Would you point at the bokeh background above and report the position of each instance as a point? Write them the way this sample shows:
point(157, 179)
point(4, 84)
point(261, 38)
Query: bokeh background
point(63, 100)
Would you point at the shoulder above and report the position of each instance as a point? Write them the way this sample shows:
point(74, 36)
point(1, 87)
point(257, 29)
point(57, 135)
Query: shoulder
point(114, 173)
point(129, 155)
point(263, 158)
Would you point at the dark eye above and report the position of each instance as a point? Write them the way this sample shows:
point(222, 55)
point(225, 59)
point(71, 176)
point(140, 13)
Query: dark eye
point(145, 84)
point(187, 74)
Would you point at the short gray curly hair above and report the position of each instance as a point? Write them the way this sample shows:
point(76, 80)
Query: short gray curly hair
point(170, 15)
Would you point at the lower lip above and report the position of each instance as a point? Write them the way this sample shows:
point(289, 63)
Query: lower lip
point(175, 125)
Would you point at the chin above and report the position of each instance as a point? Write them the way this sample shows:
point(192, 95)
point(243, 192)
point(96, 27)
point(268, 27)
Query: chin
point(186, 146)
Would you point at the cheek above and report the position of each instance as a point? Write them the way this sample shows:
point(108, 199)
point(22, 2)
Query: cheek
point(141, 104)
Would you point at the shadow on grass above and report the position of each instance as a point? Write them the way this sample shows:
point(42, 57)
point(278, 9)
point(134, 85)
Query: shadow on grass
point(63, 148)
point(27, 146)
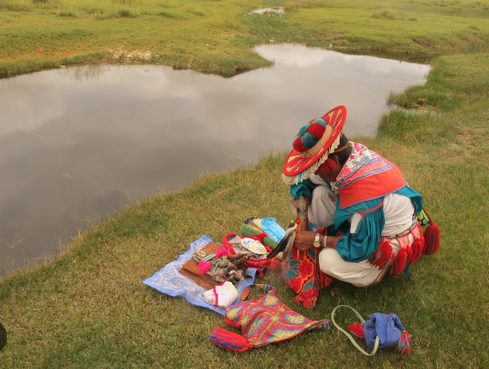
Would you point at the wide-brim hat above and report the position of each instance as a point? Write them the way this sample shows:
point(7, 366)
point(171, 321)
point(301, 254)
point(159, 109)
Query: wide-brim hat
point(312, 145)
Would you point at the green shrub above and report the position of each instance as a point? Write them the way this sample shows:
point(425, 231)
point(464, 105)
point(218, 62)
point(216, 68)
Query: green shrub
point(66, 14)
point(384, 15)
point(126, 13)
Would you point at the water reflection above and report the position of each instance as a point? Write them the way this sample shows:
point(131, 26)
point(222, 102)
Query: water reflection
point(80, 142)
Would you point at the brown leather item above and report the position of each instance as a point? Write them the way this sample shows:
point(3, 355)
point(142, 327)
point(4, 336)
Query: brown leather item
point(191, 270)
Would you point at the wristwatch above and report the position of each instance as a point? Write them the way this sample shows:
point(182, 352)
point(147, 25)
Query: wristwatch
point(316, 242)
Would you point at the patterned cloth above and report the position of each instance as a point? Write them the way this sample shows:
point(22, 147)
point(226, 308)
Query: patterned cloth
point(300, 271)
point(366, 176)
point(169, 281)
point(267, 320)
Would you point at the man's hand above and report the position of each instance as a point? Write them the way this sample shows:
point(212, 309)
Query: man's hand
point(304, 240)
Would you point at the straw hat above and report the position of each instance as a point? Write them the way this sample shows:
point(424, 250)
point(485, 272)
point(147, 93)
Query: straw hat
point(312, 145)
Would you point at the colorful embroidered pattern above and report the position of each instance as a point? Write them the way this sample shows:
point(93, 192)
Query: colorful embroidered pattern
point(361, 164)
point(267, 320)
point(300, 271)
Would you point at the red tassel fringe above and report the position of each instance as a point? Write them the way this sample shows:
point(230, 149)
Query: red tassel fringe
point(382, 256)
point(431, 239)
point(357, 330)
point(405, 343)
point(229, 340)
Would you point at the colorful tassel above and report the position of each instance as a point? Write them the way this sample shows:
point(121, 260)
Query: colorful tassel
point(229, 340)
point(400, 262)
point(431, 239)
point(383, 255)
point(328, 166)
point(417, 250)
point(223, 251)
point(204, 266)
point(405, 343)
point(357, 330)
point(276, 265)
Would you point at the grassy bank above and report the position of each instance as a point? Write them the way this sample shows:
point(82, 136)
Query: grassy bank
point(88, 308)
point(215, 36)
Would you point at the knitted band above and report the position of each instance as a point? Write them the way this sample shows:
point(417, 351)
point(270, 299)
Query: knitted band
point(319, 146)
point(341, 148)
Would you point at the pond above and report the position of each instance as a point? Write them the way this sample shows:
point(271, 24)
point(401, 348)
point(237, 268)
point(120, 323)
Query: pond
point(78, 143)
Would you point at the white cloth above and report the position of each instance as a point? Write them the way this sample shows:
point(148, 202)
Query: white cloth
point(222, 296)
point(398, 213)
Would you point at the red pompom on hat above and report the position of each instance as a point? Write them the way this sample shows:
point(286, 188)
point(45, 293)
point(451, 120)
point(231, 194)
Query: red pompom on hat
point(314, 142)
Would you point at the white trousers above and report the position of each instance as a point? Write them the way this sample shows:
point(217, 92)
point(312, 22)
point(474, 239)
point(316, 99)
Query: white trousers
point(398, 211)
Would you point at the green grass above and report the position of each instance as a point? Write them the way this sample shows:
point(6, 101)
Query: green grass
point(42, 33)
point(88, 307)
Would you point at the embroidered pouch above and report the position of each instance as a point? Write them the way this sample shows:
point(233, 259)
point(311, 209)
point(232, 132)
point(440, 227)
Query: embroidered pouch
point(262, 321)
point(300, 271)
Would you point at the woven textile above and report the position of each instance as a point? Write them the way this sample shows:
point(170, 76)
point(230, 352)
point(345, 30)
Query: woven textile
point(169, 280)
point(300, 271)
point(267, 320)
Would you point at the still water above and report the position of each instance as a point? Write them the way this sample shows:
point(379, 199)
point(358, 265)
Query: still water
point(78, 143)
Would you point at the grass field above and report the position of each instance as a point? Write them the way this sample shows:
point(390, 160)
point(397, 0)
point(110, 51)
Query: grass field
point(217, 36)
point(88, 307)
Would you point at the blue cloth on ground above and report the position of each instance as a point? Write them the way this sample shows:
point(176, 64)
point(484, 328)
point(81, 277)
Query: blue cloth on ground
point(169, 281)
point(387, 327)
point(272, 229)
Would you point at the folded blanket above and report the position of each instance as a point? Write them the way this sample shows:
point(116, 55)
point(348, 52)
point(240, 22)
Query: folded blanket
point(170, 281)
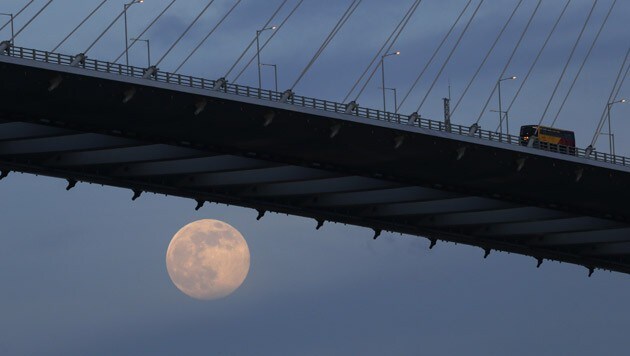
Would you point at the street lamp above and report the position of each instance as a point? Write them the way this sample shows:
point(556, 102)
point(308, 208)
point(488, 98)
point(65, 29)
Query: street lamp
point(11, 20)
point(126, 6)
point(275, 72)
point(611, 138)
point(383, 74)
point(507, 124)
point(258, 32)
point(148, 49)
point(395, 98)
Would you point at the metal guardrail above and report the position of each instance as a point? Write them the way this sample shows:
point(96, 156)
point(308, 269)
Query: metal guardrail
point(318, 104)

-----

▶ **To be done**
Pictures in the records above should not be copied. Repeat everything else exactly.

▶ **Full answer**
Would you point at the bokeh background above and report the position of each instance as a point? Write them the way this sample shows:
point(157, 179)
point(4, 84)
point(261, 38)
Query: bokeh background
point(63, 100)
Would you point at the shoulder above and report the position of each instance as a point? Write them the way this sample shows:
point(74, 36)
point(1, 87)
point(257, 29)
point(57, 135)
Query: shoulder
point(114, 173)
point(129, 155)
point(263, 158)
Would you point at the dark eye above and report the position of each instance as a point? Write them the way this sample shows:
point(222, 55)
point(225, 59)
point(71, 176)
point(140, 13)
Query: dark eye
point(145, 84)
point(187, 74)
Would you point at the short gray curly hair above and report the position of each instance as a point? Write them the way this sample shows:
point(76, 80)
Query: short gray curly hair
point(170, 15)
Would you point at the lower lip above and report the position of each instance as a point? Write them the way this sample shows:
point(289, 63)
Query: lower lip
point(175, 125)
Would you point at the chin above and report the position of each instance as a point? Write them the way this sample shows:
point(192, 95)
point(243, 192)
point(96, 27)
point(268, 27)
Query: chin
point(186, 146)
Would you point at the cheek above and report the position of each instance as a point? Write them the way this sample shows:
point(108, 199)
point(22, 2)
Query: cheek
point(141, 104)
Would you point at the shadow on grass above and report the position of each instance as a point? Write them the way this sample shows:
point(42, 57)
point(278, 9)
point(134, 85)
Query: shadow on grass
point(63, 148)
point(27, 146)
Would you point at the wide-brim hat above and report the position of each instance as a point? Write them the way this sample shows:
point(7, 366)
point(171, 321)
point(301, 254)
point(159, 109)
Query: wide-brim hat
point(312, 145)
Would you point at the green shrub above and report the position of each instance as a point? Write them the way this sample shows:
point(425, 231)
point(464, 105)
point(218, 62)
point(216, 68)
Query: green shrub
point(66, 14)
point(384, 15)
point(126, 13)
Would you point at the water reflection above and report the position of each instance as a point? Write them the way this sample shows:
point(131, 26)
point(222, 102)
Query: water reflection
point(80, 142)
Would you point at the brown leather item above and report the position of each instance as a point? Write them the way this sample shows:
point(3, 355)
point(142, 327)
point(4, 336)
Query: brown leather item
point(191, 270)
Would you point at the wristwatch above and report the position of each instance as a point? Write them the way this sample shows:
point(182, 352)
point(147, 25)
Query: wristwatch
point(316, 242)
Would you point at the patterned cloth above and report the position of each instance as a point? Write them the way this sample shows:
point(22, 147)
point(226, 308)
Query: patterned cloth
point(300, 271)
point(366, 176)
point(169, 281)
point(267, 320)
Would you point at the man's hand above and report the position of each instance as a point? Write them the way this sample shows:
point(212, 309)
Query: man's hand
point(304, 240)
Would you point at the straw hat above and report the position of each instance as a point? Write them the way this sample shows:
point(424, 250)
point(485, 272)
point(147, 93)
Query: straw hat
point(312, 145)
Would you point at the colorful embroidered pattern above and report the position of each instance as a point? Write them the way this sample shows:
point(93, 192)
Query: colorful embroidered pattern
point(361, 164)
point(267, 320)
point(300, 271)
Would you point at the red tassel fringe above and report the position of each instance as a point? Write them the way this sample shows:
point(230, 149)
Query: red tassel fringe
point(382, 256)
point(431, 239)
point(357, 330)
point(405, 343)
point(229, 340)
Would you point at the colorful tassel above and report the position of each instance as a point? Write them the way this sample shows:
point(121, 260)
Query: colorful tassel
point(229, 340)
point(400, 262)
point(431, 239)
point(383, 255)
point(328, 166)
point(417, 250)
point(223, 251)
point(204, 266)
point(405, 343)
point(357, 330)
point(276, 265)
Would you point at the grassy bank above and report the position of each instance as a point? Write them the way this sample shows:
point(82, 136)
Query: grassy bank
point(88, 308)
point(215, 36)
Would you point at the knitted band above and report the position of each instance as a point? Write them the way this sample shows:
point(417, 351)
point(270, 299)
Query: knitted band
point(319, 146)
point(341, 148)
Would you point at the pond above and report the position of each instance as a point? Write them the way this sample shows:
point(271, 24)
point(401, 348)
point(237, 268)
point(120, 323)
Query: pond
point(78, 143)
Would you point at the white cloth above and report the position of each instance as a point? Write them the way this sample shows:
point(148, 202)
Query: white cloth
point(222, 296)
point(398, 213)
Would you point at the red pompom on hat above and report the position of each instance as a point? Write them the way this sample shows:
point(286, 188)
point(45, 293)
point(451, 120)
point(231, 194)
Query: red pompom on hat
point(314, 142)
Would you point at the white trousers above and report the position of each instance as a point? Write them the way this sample shows:
point(217, 92)
point(312, 22)
point(474, 239)
point(316, 99)
Query: white trousers
point(398, 211)
Would you point at the green grass above and report the position of each instance as a point? Write them the way this sample shows:
point(6, 101)
Query: green grass
point(42, 33)
point(88, 307)
Would you point at the embroidered pouch above and report the position of each instance as a point? Write them the way this sample shows:
point(233, 259)
point(311, 209)
point(232, 132)
point(440, 227)
Query: embroidered pouch
point(262, 321)
point(300, 271)
Would you point at the woven textile above and report the position of each instance as a point? Write them the way this sample shows:
point(170, 76)
point(230, 352)
point(345, 30)
Query: woven textile
point(169, 280)
point(300, 271)
point(267, 320)
Would you point at the still water above and report the position of each instance as a point? Write them the way this sample shows:
point(379, 199)
point(358, 265)
Query: still water
point(78, 143)
Would you point at the grass field above and report the position of each instance as a point? Write them the way this sample shows:
point(390, 160)
point(397, 0)
point(110, 51)
Query: grass field
point(217, 36)
point(88, 307)
Would you point at the blue cloth on ground above and report the position of each instance as a point? Write them the way this sample shows:
point(176, 64)
point(484, 328)
point(81, 277)
Query: blue cloth on ground
point(169, 281)
point(387, 327)
point(272, 229)
Would you point at the folded blanket above and report the position of each instance as a point? Write them the way this sample shows:
point(116, 55)
point(348, 52)
point(240, 22)
Query: folded blanket
point(170, 281)
Would you point at the street lamp above and report the position of each instance as a point? Write them the way this sample shows:
point(556, 102)
point(308, 208)
point(488, 98)
point(65, 29)
Query: street lamp
point(11, 20)
point(126, 6)
point(275, 72)
point(611, 138)
point(383, 74)
point(507, 124)
point(258, 32)
point(148, 49)
point(395, 98)
Would you point at the metal guardrail above and report the position of each instance as a point? Write them the way this sample shows:
point(96, 156)
point(308, 269)
Query: metal guardrail
point(318, 104)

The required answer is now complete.